**Problem to solve:** Repeat the material below exactly, line for line.

** Begin **

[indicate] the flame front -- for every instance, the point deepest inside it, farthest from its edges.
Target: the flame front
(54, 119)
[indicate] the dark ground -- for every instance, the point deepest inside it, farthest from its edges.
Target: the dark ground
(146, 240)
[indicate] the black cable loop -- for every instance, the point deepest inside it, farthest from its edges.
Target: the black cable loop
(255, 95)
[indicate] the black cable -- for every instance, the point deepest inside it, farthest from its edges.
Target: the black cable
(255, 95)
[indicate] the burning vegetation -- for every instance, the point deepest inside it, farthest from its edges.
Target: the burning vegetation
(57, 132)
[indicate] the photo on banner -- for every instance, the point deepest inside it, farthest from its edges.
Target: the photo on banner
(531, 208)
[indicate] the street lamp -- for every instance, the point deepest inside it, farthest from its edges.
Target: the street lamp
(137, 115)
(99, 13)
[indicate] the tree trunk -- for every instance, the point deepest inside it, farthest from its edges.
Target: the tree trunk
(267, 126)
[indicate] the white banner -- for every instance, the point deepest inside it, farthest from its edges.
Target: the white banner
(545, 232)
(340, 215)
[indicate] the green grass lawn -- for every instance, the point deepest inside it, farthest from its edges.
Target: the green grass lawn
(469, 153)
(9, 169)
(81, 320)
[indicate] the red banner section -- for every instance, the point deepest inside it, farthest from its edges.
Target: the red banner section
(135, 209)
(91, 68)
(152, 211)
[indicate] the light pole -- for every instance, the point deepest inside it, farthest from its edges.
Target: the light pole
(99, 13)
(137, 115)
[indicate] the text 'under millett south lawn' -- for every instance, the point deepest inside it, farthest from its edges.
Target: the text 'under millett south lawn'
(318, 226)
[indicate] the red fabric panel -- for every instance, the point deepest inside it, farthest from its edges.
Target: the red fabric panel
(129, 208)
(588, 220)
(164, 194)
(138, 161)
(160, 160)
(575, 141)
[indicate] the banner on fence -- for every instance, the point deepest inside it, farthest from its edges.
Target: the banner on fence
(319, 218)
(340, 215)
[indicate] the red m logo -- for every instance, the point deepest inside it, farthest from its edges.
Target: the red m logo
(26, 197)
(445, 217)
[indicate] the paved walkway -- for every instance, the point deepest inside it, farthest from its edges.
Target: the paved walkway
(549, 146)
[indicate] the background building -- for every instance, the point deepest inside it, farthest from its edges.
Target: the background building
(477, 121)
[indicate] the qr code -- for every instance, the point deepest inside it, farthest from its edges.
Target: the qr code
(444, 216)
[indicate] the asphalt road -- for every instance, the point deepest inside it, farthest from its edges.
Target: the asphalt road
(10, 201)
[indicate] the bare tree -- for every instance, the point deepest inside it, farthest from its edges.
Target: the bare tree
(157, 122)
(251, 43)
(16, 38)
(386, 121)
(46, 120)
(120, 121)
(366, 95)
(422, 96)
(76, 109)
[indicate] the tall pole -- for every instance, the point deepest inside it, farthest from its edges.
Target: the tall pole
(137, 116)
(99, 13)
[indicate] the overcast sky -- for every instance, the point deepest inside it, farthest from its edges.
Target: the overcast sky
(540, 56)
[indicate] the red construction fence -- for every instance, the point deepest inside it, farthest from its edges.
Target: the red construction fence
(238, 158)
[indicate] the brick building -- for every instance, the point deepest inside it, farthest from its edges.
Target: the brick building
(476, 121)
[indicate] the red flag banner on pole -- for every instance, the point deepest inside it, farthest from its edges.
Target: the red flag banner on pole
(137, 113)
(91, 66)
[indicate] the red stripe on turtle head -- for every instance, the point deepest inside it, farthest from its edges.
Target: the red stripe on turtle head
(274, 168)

** End **

**Written solution:**
[indicate] the flame front -- for every instance, the point deepest inside it, farthest from its edges.
Target: the flame front
(54, 119)
[indicate] the dark ground -- for every instance, the point deepest inside it, farthest from its edges.
Target: the dark ground
(146, 240)
[indicate] the black cable loop -- for every instance, the point deepest inside it, farthest from its edges.
Target: the black cable loop
(255, 95)
[indicate] the black cable -- for every instance, the point deepest inside it, farthest from its edges.
Target: the black cable
(255, 95)
[indicate] the burning vegetation -- for every instance, the point deepest inside it, farthest from its edges.
Target: the burning vegetation
(57, 132)
[indicate] the photo on banner -- for every instance, the point deepest inside it, farthest from its edges.
Target: the photo on banner
(531, 208)
[indicate] the street lamp -- for every instance, the point deepest inside it, farthest from its edges.
Target: the street lamp
(137, 115)
(99, 13)
[indicate] the tree trunk -- for every instance, the point deepest inside it, farthest from its edges.
Target: the tree trunk
(267, 126)
[indicate] the white banner -- for every instance, the point deepest inside it, farthest from its edges.
Target: the white banner
(545, 232)
(340, 215)
[indicate] the green grass lawn -- for every instance, the point deepest inside it, farthest from its edges.
Target: the green grass lawn
(469, 153)
(9, 169)
(81, 320)
[indicate] the red banner section -- for every instance, the point deepest inside it, farthest from its edges.
Target: the red banner section
(135, 209)
(91, 68)
(152, 211)
[indicate] the light pole -- for every instance, the point deepest inside it, farthest from its edges.
Target: the light pole
(99, 13)
(137, 115)
[indicate] the text 'under millett south lawn' -- for every instance, the point deepest inside it, farthest from its edges.
Target: the text 'under millett south lawn'
(318, 226)
[indicate] the red fabric panel -- for every instance, the point deepest inside it, farthest from its edges.
Target: the red fabric panel
(129, 208)
(588, 220)
(164, 194)
(138, 161)
(160, 160)
(575, 141)
[indicate] the banner on fence -- for every instance, the point deepest inside it, farthest from its edges.
Target: the banner on fence
(319, 218)
(340, 215)
[indicate] the red m logo -- for every instance, the point deepest inside it, farthest from its edges.
Target: the red m logo
(26, 197)
(445, 217)
[indicate] the paved walkway -- for every instance, the point deepest inside it, farthest from its edges.
Target: the paved walkway
(549, 146)
[indicate] the background building -- for every instance, the point deepest inside it, farthest from its edges.
Target: the background building
(477, 121)
[indicate] the qr code -- for every instance, the point deepest inside it, farthest from its edges.
Target: the qr code
(444, 216)
[indicate] the asphalt road -- for every instance, the point deepest inside it, farthest from its edges.
Target: the asphalt road
(10, 201)
[indicate] the bare tree -- for every instance, the point deepest inside it, farthest from its edges.
Target: the bare tree
(157, 122)
(251, 43)
(16, 38)
(386, 121)
(46, 120)
(120, 121)
(366, 95)
(422, 96)
(76, 109)
[indicate] the tall pole -- for every instance, the point deepest inside it, farthest from its edges.
Target: the tall pole
(137, 116)
(99, 13)
[indicate] the overcast sky -- for every instance, the point deepest inside it, farthest from its edges.
Target: the overcast sky
(540, 56)
[indicate] the red construction fence -- for every instance, the point deepest inside it, farthest from its edges.
Target: the red construction fence
(238, 158)
[indicate] the brick building -- for every instance, the point deepest inside it, farthest from its edges.
Target: the brick building
(476, 121)
[indicate] the red flag banner on pole -- for every instance, the point deepest inside it, farthest from its edges.
Target: the red flag banner on pole
(137, 113)
(91, 66)
[indicate] the red stripe on turtle head -- for every instance, the point deepest inside it, farthest from its edges.
Target: the red stripe on turtle head
(274, 168)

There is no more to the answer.